(QUESTIONS ON THE MATERIAL):
(1) Copy word for word the stretch of the article on the College of Denturists of Ontario below, from "A supervisor appointed" through "of the DAO.".
(2) Write what comes next in the article on the College of Denturists of Ontario below, picking up after its final sentence.

(TEXT PROVIDED):
* * *

A supervisor appointed to head the College of Denturists of Ontario (CDO) is moving quickly to repair relations with denturists and denturism students.
The supervisor, Deanna Williams, has made it a priority to increase the fairness of qualifying exams being held this month and stop the CDO from moving into the areas governed by the Denturist Association of Ontario (DAO).
In January 2012, Ontario Health Minister Deb Matthews warned CDO officials that she would appoint a supervisor if they did not address "significant deficiencies in the college's practices and procedures" that were uncovered by a PricewaterhouseCoopers report. These deficiencies included having an unusually high failure rate -- 16 of 28 students at a Toronto college failed last year's exams -- and a bylaw change that would have required denturists to purchase malpractice from the CDO instead of the DAO.
While the CDO did address some of the deficiencies -- including reversing the malpractice-insurance bylaw change -- it did not rectify many other serious problems. Hence, on March 26, Matthews appointed Williams, who was the Ontario College of Pharmacists' registrar from 2000 to 2011.

* * *

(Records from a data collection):

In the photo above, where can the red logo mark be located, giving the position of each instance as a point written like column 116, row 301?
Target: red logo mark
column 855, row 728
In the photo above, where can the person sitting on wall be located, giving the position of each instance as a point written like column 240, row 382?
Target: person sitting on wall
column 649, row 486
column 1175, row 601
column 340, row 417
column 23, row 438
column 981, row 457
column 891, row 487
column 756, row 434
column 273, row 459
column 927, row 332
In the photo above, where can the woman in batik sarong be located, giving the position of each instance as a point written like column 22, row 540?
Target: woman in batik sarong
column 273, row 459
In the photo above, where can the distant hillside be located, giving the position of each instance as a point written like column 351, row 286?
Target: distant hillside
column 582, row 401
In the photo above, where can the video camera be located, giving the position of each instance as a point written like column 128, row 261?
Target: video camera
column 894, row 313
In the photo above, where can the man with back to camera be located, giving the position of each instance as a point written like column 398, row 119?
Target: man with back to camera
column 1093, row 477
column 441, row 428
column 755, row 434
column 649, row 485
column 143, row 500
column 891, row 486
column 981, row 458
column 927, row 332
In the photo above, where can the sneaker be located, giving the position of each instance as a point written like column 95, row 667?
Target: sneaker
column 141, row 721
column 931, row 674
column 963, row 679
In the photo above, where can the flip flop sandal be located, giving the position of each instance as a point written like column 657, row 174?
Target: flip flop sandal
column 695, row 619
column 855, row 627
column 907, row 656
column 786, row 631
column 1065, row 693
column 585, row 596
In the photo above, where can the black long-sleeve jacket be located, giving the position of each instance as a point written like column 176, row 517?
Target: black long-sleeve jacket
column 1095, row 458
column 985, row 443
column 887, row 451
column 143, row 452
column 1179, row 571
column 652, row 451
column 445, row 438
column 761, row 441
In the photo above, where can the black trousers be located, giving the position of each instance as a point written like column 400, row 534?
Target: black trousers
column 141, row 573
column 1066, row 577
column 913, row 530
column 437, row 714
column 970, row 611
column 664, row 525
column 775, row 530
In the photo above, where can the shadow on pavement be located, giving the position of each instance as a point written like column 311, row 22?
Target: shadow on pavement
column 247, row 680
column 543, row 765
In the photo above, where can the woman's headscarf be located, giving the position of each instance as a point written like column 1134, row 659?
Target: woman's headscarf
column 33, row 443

* * *

(ANSWERS FOR THE EXERCISE):
(1)
A supervisor appointed to head the College of Denturists of Ontario (CDO) is moving quickly to repair relations with denturists and denturism students.
The supervisor, Deanna Williams, has made it a priority to increase the fairness of qualifying exams being held this month and stop the CDO from moving into the areas governed by the Denturist Association of Ontario (DAO).
In January 2012, Ontario Health Minister Deb Matthews warned CDO officials that she would appoint a supervisor if they did not address "significant deficiencies in the college's practices and procedures" that were uncovered by a PricewaterhouseCoopers report. These deficiencies included having an unusually high failure rate -- 16 of 28 students at a Toronto college failed last year's exams -- and a bylaw change that would have required denturists to purchase malpractice from the CDO instead of the DAO.

(2)
Many changes already
The minister gave Williams a one-year term and the power to take any actions necessary to put the CDO back on the right course. Within a week, Williams had appointed a new president and vice president.
A month later she announced changes to the written and clinical denturism exams. She hired Anthony Marini, PhD, a psychometrician with expertise in examinations and testing, to review and revise the exams. While major changes could not be made to the 2012 exams, some important alterations were put through in time. These included reducing the number of multiple-choice questions in the written exam from 400 to 300 and increasing the exam's length from four to six hours. Williams worked with Dr. Marini and members of the CDO's examination committee to determine which 300 questions had the most reliability and validity in testing students' knowledge.
— Deanna Williams, College of
Denturists of Ontario
"The very minimum allotment for entry exams should be one minute per question. One and a half minutes per question errs on the generous side, and we come in at 1.2 minutes per question, which is acceptable by industry standards," Williams told DrBicuspid.com at the June 29 meeting of the CDO's governing council, which had been re-established with qualified members.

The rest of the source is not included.